:: Given entries ::
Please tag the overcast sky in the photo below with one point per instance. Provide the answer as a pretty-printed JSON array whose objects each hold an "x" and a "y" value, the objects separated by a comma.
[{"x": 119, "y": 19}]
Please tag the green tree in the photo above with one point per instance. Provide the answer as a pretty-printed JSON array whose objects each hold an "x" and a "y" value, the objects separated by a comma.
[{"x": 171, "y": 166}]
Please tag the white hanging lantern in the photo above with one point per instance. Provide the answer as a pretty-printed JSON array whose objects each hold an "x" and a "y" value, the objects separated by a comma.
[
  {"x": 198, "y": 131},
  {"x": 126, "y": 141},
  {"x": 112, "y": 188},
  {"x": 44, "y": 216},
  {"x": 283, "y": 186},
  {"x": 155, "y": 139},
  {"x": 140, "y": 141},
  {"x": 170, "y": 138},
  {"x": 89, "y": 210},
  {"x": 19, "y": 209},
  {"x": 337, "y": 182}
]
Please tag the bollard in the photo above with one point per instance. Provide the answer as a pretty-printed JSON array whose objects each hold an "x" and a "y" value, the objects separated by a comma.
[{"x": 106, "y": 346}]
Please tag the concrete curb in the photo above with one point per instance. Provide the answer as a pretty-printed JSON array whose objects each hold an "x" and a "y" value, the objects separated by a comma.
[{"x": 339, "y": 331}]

:: Your task ::
Copy each line exactly, beginning at the one with "Please tag the green" and stopping after the last line of the entries. Include nothing else.

:: Result of the task ::
Please tag the green tree in the photo above with one point per instance. Provide the answer as a pretty-printed JSON array whose objects each hold an "x" and a "y" value, the objects separated by a comma.
[{"x": 171, "y": 166}]
Please tag the white hanging lantern in the photo above with one point per instance. Provide the answer as a pretty-printed JSON array whose objects each hold an "x" and a "y" value, the objects separated by a comma.
[
  {"x": 198, "y": 131},
  {"x": 126, "y": 141},
  {"x": 112, "y": 188},
  {"x": 44, "y": 216},
  {"x": 283, "y": 186},
  {"x": 155, "y": 139},
  {"x": 140, "y": 141},
  {"x": 170, "y": 138},
  {"x": 89, "y": 210},
  {"x": 19, "y": 209},
  {"x": 337, "y": 182}
]
Please tag the bollard in the photo above with one point per instance. Provide the answer as a pretty-printed JSON array whose objects each hold an "x" and a "y" value, the objects separated by a comma.
[{"x": 106, "y": 346}]
Please tag the concrete curb in the photo above with one point per instance. Provide the answer as a pretty-printed JSON array whose objects each hold an "x" and a "y" value, the objects separated by a comma.
[{"x": 339, "y": 331}]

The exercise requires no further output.